DOCUMENT SECTION -
In [None]:
%matplotlib inline

import glob
import os
import subprocess

import numpy as np
import pandas as pd
import seaborn as sns
import matplotlib.pyplot as plt

import ccs

sns.set_theme(style="whitegrid")

# Evaluation Playground

Start building the evaluation for the reception study here.
Move more mature stuff to specific notebooks and scripts later.

## Simulation and Result Pre-Processing

Doing the stuff outside python:

In [None]:
CONFIGS = ["Default", "DoubleNoise"]

In [None]:
# run simulations
for omnetpp_config in CONFIGS:
    subprocess.run(
        ["../lib/veins/bin/veins_run", "-u", "Cmdenv", "-c", omnetpp_config],
        env={"PATH": f"/scratch/buse/sumo-1_6_0/bin:{os.environ['PATH']}"},
        cwd="scenario",
    )
# convert to csv
for ext in ["sca", "vec"]:
    for opp_result_file in glob.glob(f"scenario/results/*.{ext}"):
        print(f"{opp_result_file} -> {opp_result_file}.csv.gz")
        !{"lib/veins_scripts/eval/opp_" + ext + "2longcsv.sh"} {opp_result_file} | gzip > {opp_result_file + ".csv.gz"}
    
!ls -hl scenario/results/*.csv.gz

## Data Reading

Using the new RE-based Version using the `ccs` Package

With the aim to read results from multiple simulation runs (and thus csv files) in one go.

EXTRACTED MATERIAL -
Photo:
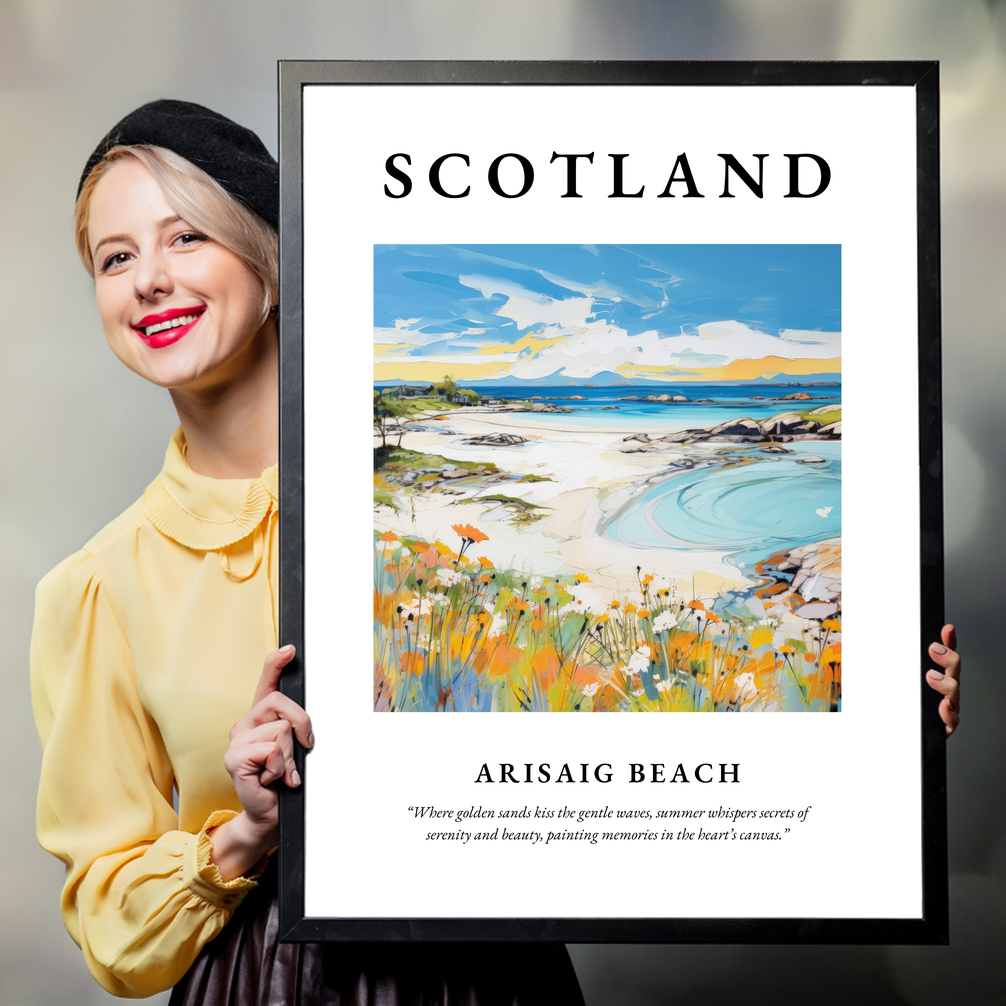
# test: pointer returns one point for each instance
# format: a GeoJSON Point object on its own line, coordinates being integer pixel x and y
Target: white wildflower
{"type": "Point", "coordinates": [450, 576]}
{"type": "Point", "coordinates": [663, 622]}
{"type": "Point", "coordinates": [639, 661]}
{"type": "Point", "coordinates": [498, 627]}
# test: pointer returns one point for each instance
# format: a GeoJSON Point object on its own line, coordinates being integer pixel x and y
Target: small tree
{"type": "Point", "coordinates": [387, 417]}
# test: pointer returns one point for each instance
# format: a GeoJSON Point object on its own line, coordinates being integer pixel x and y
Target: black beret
{"type": "Point", "coordinates": [228, 153]}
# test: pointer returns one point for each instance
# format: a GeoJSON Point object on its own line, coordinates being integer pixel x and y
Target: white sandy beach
{"type": "Point", "coordinates": [590, 477]}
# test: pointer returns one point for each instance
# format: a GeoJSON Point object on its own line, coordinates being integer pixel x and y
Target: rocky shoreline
{"type": "Point", "coordinates": [782, 429]}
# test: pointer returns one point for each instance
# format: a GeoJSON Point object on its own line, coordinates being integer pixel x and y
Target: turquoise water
{"type": "Point", "coordinates": [748, 510]}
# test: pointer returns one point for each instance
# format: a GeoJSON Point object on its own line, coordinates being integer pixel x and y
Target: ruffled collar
{"type": "Point", "coordinates": [203, 513]}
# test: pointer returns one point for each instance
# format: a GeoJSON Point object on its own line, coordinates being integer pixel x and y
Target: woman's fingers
{"type": "Point", "coordinates": [271, 671]}
{"type": "Point", "coordinates": [949, 636]}
{"type": "Point", "coordinates": [262, 761]}
{"type": "Point", "coordinates": [275, 706]}
{"type": "Point", "coordinates": [278, 735]}
{"type": "Point", "coordinates": [947, 681]}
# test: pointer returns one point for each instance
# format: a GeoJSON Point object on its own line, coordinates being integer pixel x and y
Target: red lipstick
{"type": "Point", "coordinates": [166, 327]}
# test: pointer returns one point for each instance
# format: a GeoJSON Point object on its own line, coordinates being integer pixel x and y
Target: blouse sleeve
{"type": "Point", "coordinates": [141, 897]}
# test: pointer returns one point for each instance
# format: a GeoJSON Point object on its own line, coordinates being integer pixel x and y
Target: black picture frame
{"type": "Point", "coordinates": [933, 925]}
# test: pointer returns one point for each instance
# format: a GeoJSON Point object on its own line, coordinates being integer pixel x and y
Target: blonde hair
{"type": "Point", "coordinates": [200, 201]}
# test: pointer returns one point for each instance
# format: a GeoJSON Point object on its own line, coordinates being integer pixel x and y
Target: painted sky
{"type": "Point", "coordinates": [667, 312]}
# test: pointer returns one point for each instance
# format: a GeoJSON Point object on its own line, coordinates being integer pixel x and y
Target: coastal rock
{"type": "Point", "coordinates": [747, 428]}
{"type": "Point", "coordinates": [808, 578]}
{"type": "Point", "coordinates": [784, 423]}
{"type": "Point", "coordinates": [496, 440]}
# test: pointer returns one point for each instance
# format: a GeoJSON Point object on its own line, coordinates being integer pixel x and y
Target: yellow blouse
{"type": "Point", "coordinates": [147, 647]}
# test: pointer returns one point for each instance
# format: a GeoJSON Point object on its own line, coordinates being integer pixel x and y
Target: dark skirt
{"type": "Point", "coordinates": [247, 966]}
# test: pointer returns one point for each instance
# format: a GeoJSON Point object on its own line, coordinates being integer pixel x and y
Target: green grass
{"type": "Point", "coordinates": [399, 457]}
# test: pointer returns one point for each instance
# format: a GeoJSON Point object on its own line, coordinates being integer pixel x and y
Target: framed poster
{"type": "Point", "coordinates": [566, 479]}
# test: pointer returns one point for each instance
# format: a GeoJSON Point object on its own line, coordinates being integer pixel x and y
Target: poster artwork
{"type": "Point", "coordinates": [608, 478]}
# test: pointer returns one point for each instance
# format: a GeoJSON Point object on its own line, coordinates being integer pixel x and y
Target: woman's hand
{"type": "Point", "coordinates": [948, 681]}
{"type": "Point", "coordinates": [261, 752]}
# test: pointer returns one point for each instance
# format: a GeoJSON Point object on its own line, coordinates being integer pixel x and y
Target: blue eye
{"type": "Point", "coordinates": [119, 259]}
{"type": "Point", "coordinates": [189, 238]}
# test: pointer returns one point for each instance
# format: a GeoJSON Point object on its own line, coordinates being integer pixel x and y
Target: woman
{"type": "Point", "coordinates": [148, 643]}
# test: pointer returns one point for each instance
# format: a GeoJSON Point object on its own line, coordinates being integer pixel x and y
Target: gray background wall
{"type": "Point", "coordinates": [81, 437]}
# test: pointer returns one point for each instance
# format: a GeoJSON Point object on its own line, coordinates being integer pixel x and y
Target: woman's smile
{"type": "Point", "coordinates": [166, 327]}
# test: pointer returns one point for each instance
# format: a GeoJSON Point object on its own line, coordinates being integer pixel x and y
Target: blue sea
{"type": "Point", "coordinates": [727, 402]}
{"type": "Point", "coordinates": [745, 511]}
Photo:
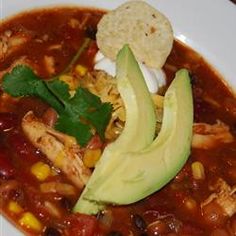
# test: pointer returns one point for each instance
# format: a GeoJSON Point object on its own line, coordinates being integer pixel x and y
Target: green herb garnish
{"type": "Point", "coordinates": [78, 114]}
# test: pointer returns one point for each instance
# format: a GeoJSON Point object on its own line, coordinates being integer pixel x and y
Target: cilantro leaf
{"type": "Point", "coordinates": [78, 115]}
{"type": "Point", "coordinates": [22, 81]}
{"type": "Point", "coordinates": [60, 89]}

TASKS -
1 – List every module that the evaluation notebook brings in with an import statement.
2 – According to the evaluation notebook, why does the data reading use the RE-based version with the `ccs` package?

ANSWERS -
1 –
- glob
- os
- subprocess
- numpy
- pandas
- seaborn
- matplotlib.pyplot
- ccs

2 – It is meant to read results from multiple simulation runs, and therefore multiple csv files, in one go.